**What the task asks:** Please repeat the records starting at the line containing "Guideline: mark the green" and ending at the line containing "[[278, 56]]", renaming "Target" to "Object" and leaving everything else unchanged. Give only those lines.

**Given data:**
========================================

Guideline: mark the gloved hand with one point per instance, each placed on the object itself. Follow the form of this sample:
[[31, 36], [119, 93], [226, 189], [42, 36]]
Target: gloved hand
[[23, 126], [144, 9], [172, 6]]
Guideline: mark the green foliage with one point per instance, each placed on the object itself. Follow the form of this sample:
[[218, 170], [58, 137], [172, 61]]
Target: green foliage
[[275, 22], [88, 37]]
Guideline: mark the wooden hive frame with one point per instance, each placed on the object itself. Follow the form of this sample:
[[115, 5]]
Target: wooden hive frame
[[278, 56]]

========================================

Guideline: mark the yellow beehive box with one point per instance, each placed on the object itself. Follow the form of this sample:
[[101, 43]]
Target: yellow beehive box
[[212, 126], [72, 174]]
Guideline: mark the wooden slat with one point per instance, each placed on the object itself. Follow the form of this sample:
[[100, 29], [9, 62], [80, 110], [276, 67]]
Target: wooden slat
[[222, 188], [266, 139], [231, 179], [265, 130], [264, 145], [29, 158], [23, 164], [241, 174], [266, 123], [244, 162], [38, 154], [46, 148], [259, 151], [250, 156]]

========================================

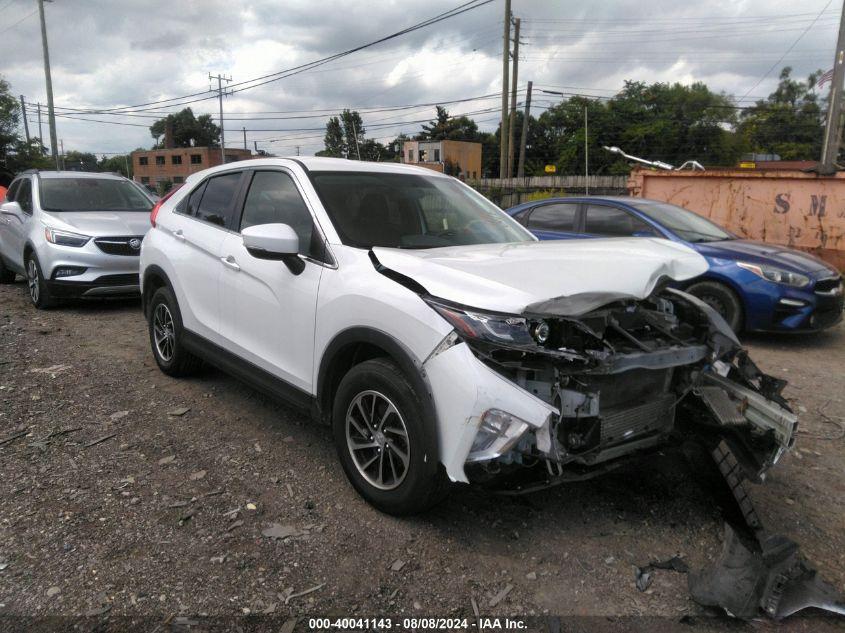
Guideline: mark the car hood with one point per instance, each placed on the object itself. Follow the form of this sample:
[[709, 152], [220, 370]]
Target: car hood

========================================

**Answer to this task:**
Guideline: mark the green foliage with one point per instance, each placed on the object itself. Follow the form of this sample:
[[218, 170], [58, 137], [172, 61]]
Object: green foliage
[[275, 22], [88, 37]]
Guideline: mark the wooden hive frame with one point per instance, each placed on the object itself. Follow the form of this sample:
[[115, 5]]
Object: wooden hive frame
[[278, 56]]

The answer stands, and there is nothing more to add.